━━━━━ Records for processing
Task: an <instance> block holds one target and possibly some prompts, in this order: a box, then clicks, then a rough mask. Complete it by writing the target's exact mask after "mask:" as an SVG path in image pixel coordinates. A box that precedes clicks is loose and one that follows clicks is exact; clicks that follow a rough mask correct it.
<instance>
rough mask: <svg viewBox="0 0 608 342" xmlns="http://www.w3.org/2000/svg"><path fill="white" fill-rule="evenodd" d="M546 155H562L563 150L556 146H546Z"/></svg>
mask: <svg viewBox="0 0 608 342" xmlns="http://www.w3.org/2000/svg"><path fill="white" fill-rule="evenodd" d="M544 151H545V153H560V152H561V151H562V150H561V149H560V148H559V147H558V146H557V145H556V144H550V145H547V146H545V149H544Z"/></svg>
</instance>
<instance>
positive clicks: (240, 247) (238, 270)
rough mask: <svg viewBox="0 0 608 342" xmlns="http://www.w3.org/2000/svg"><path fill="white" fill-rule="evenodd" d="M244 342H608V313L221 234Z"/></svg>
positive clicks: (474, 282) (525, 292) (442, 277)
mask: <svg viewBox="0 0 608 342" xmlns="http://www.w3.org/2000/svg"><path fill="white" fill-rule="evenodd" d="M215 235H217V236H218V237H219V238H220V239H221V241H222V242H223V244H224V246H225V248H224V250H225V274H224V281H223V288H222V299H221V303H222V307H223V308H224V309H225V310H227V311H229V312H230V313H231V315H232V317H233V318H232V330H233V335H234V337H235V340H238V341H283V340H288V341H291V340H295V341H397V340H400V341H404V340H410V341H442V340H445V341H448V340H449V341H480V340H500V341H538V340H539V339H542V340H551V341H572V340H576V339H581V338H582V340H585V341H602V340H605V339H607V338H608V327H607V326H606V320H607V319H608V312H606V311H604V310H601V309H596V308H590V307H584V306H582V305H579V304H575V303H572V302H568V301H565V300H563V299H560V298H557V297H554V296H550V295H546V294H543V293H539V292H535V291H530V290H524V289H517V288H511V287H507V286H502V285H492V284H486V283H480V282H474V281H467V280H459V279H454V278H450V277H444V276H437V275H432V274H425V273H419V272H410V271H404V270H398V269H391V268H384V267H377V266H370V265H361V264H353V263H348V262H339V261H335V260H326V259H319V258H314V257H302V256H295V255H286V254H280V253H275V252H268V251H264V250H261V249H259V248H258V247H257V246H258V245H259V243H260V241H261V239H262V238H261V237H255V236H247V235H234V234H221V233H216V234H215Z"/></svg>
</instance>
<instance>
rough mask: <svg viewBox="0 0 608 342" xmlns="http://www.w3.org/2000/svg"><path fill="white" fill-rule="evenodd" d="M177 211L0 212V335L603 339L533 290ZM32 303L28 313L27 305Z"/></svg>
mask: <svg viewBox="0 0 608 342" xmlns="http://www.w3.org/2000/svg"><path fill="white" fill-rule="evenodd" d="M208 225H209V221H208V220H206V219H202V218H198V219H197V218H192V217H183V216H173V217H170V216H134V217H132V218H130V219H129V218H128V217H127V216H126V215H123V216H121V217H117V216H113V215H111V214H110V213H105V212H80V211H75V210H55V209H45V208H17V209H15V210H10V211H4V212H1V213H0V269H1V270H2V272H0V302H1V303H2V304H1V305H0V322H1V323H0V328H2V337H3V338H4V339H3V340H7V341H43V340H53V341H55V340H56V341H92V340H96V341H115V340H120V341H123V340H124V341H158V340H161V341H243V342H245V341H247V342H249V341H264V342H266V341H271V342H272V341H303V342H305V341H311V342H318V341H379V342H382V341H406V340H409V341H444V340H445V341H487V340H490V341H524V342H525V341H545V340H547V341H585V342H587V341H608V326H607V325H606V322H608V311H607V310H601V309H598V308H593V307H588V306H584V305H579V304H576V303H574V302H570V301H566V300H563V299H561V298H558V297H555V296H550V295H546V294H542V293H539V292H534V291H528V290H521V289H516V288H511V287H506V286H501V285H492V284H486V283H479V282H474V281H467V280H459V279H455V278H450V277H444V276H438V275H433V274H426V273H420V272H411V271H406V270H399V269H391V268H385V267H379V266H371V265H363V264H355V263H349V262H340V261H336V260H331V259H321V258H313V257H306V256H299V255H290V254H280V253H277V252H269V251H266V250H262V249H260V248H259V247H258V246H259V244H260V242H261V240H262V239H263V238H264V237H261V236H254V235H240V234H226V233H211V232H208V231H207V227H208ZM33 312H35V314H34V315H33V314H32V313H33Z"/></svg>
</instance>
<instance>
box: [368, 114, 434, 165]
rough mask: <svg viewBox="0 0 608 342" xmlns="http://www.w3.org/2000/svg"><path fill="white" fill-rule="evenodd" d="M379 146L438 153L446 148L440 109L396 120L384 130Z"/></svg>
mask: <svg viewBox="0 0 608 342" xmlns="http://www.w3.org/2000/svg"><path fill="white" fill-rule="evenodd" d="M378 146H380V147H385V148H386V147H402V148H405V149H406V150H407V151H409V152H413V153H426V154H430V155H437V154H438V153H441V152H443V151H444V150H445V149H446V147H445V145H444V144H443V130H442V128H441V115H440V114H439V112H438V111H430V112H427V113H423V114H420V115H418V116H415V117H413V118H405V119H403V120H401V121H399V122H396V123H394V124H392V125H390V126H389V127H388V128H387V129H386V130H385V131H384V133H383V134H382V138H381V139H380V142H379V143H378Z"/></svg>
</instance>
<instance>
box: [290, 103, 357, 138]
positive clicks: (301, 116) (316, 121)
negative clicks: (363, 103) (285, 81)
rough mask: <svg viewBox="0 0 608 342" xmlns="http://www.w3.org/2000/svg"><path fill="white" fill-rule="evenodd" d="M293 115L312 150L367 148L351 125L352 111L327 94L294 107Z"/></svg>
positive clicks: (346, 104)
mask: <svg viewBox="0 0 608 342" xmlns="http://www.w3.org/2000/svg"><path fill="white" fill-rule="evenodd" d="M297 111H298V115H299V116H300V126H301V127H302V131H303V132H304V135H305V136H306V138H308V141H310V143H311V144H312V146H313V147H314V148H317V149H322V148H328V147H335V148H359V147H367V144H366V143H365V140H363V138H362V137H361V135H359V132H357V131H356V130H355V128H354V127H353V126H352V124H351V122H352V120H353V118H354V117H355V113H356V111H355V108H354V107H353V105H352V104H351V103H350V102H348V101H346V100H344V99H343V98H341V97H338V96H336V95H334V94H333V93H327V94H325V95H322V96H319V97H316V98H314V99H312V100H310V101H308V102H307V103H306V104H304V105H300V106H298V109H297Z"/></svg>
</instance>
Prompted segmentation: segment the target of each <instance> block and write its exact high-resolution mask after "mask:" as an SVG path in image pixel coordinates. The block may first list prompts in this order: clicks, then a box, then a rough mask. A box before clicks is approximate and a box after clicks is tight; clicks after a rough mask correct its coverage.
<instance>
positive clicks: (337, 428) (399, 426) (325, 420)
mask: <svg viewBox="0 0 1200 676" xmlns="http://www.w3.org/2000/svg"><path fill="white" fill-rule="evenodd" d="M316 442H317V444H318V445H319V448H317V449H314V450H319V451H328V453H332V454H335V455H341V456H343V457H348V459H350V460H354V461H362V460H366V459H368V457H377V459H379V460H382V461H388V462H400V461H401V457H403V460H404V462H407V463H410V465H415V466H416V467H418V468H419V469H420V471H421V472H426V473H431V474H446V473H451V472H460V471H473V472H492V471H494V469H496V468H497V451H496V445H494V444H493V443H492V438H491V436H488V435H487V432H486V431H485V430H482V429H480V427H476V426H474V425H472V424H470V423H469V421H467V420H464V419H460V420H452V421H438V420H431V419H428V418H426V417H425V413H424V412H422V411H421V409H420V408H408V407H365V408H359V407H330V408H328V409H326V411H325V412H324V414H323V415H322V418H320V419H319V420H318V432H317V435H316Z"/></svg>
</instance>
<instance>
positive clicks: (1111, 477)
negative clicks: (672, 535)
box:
━━━━━━━━━━
» Required action: Return, in full, every line of these entries that holds "coordinates".

» Output of the task:
Task: an <instance> block holds one target and possibly some prompts, in this order: a box, then clicks, then a rough mask. Complete it by writing the target's exact mask after "mask:" as an SVG path in image pixel coordinates. A box that precedes clicks is loose and one that follows clicks is exact; clicks that follow a rough mask correct it.
Prompted segmentation: segment the target of each <instance> block and write its exact high-resolution mask after "mask:" as an SVG path in image pixel coordinates. The block may first list prompts in this order: clicks, then a box, then a rough mask. A box before clicks is approximate and a box after clicks is tight; clicks after a rough mask correct its coverage.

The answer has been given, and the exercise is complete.